**Task to carry out:** Could you copy every record below exactly as it stands?

==== Provided records ====

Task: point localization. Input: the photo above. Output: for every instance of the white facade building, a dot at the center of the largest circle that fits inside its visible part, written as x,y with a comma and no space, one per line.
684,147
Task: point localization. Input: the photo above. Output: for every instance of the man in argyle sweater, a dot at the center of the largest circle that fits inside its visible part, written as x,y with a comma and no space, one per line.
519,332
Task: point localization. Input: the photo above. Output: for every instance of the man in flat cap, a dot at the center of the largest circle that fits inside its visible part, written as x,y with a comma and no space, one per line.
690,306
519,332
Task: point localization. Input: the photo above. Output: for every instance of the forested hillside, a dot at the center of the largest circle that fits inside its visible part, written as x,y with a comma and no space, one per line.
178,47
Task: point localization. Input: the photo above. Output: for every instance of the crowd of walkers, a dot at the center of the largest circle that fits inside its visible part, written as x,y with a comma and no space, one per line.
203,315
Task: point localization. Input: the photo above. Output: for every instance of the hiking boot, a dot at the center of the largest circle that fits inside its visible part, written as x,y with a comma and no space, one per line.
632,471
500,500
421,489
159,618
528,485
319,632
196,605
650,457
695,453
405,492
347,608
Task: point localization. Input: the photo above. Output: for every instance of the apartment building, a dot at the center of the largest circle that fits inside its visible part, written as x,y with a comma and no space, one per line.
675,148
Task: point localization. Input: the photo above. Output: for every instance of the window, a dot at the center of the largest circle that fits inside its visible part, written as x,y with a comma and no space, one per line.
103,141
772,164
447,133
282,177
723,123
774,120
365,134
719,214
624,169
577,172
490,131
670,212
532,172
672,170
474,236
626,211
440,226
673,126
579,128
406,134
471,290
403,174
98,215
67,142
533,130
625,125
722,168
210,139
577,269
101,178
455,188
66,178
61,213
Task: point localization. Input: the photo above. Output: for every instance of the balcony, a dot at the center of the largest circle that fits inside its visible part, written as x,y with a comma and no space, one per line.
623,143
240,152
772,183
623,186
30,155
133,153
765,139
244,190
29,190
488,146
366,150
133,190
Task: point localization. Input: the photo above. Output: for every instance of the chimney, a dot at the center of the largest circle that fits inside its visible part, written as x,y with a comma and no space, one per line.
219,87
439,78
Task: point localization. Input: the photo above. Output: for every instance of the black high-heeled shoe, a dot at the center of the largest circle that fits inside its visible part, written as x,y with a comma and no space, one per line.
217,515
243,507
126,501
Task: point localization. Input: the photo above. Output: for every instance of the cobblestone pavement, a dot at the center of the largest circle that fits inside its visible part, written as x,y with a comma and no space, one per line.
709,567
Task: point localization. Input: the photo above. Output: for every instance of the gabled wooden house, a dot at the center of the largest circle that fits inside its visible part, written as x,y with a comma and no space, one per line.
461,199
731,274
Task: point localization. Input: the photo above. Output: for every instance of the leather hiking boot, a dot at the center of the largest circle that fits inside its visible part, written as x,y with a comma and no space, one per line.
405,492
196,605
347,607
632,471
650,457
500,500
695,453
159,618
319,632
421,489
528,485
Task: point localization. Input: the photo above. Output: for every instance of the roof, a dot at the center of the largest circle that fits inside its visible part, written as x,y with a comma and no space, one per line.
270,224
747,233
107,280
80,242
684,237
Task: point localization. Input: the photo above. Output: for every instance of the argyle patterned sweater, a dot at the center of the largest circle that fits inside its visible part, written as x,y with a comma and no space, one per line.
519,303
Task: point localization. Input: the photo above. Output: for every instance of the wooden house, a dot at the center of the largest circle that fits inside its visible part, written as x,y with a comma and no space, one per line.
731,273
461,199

====

**Written reply:**
Task: point localization. Input: the photo above. Output: for every instance of the white facade building, a dot at the center of the largest circle that fits inside its visible part, written as x,y with a comma and no space, one per line.
684,147
Task: point localization. Input: the photo above. Output: for every instance of the man in argyle sweater, a dot at the center of the largest circle that fits inside its visible part, written as x,y with a comma and no space, one per line.
519,332
Task: point localization. Input: the photo above. Output: for every instance of the man in flat cap, a dot at the center of the largest circle that fits inside its visible part, written as x,y with a comma and no space, one per line.
690,306
519,332
Task: point localization. Input: the photo above. Output: for every instance of the forested hillside, a dot at the center of the largest circle that fits inside its visible part, written as x,y with a comma and no space, one per line.
178,47
Task: point localization. Input: the photo above. Output: for every instance of the crowd of walkers, a dot at the center of the largest circle that fits inside its visible part, written as x,y with a comma and no space, one per line.
203,315
Task: point localization. Input: the photo above. Output: for every instance of the hiking boot, a dot at the center of the largest circle that fits inside its visible part, written as x,y with a comma and no space, one per line.
632,471
500,500
421,489
159,618
528,485
319,632
196,605
650,457
695,453
405,492
347,608
Task: point localization. Input: the photo above. Output: for every instance of the apartment building, a dot at the center of the largest circle that fits inside its visible part, written as x,y with a comma and no space, one per line.
675,148
Task: point localization. Input: the photo above. Output: for every instance of the window, a dot at the center of the largest circle that fits inside its visible part, written as x,y with a comma and no space, one per line.
103,141
772,164
447,133
282,177
723,123
774,120
365,134
719,214
624,169
577,172
490,131
670,212
532,172
672,170
474,236
626,211
440,226
673,126
579,128
406,134
471,290
403,174
98,215
67,142
533,130
625,125
722,168
210,139
577,269
101,178
455,188
66,178
61,213
Task: point localization. Input: the photo above. Output: for every instance of the balcony, a dot at the center of the largest circle that fits inside its visible part, written as x,y with a comma and no space, one per line.
623,143
240,152
772,183
623,186
30,155
133,153
765,139
244,190
29,190
488,146
366,150
133,190
Task: point localization. Input: the photo above. Output: for every instance of the chimney, a dot at the center of the largest circle that fits inside its visible part, written as x,y with a comma and no space, one per line.
219,87
439,78
Task: point localization. Input: the photo above. Output: for every instance of the black high-heeled shoe, a dot at the center of the largest circle that fits inside its visible part, written as x,y with a comma and no space, one per line.
217,515
243,507
126,501
Task: point localization. Input: the photo above. Output: for every instance of the cobblestone pavement, a dot at the center of the largest circle that fits inside its visible part, written as x,y with a comma and no space, one per line.
709,567
Task: point localization. Input: the photo above. Output: for every instance of the gabled wooden house, a dot at the center of the largest circle that fits inside its visible part, written as x,y with a comma and no space, one per line.
461,199
731,274
Task: point localization. Input: the photo above. Output: for every instance of the leather hiking boot, a dot at the center of the largest circle that fits inside its visible part, written as x,y with a comma and no space, one per line.
405,492
196,605
347,607
632,471
650,457
500,500
695,453
159,618
319,632
421,489
528,485
Task: point localization. Input: the photo above. Output: for every instance of the roof, a dot at the center of the largest circle that fits inside its visible part, written as x,y with a comma and no space, one per line.
270,224
747,233
107,280
80,242
684,237
Task: point localization. Input: the photo above. Output: for every instance of the argyle patterned sweater, a dot at the center of the largest circle that fits inside its visible part, written as x,y with a comma and no space, one per line.
519,303
Task: point localization. Input: the photo above. Output: for every instance of the wooden house, a dot at the center of the largest circle that fits inside its visible part, written as x,y with a comma and no space, one per line.
731,273
461,199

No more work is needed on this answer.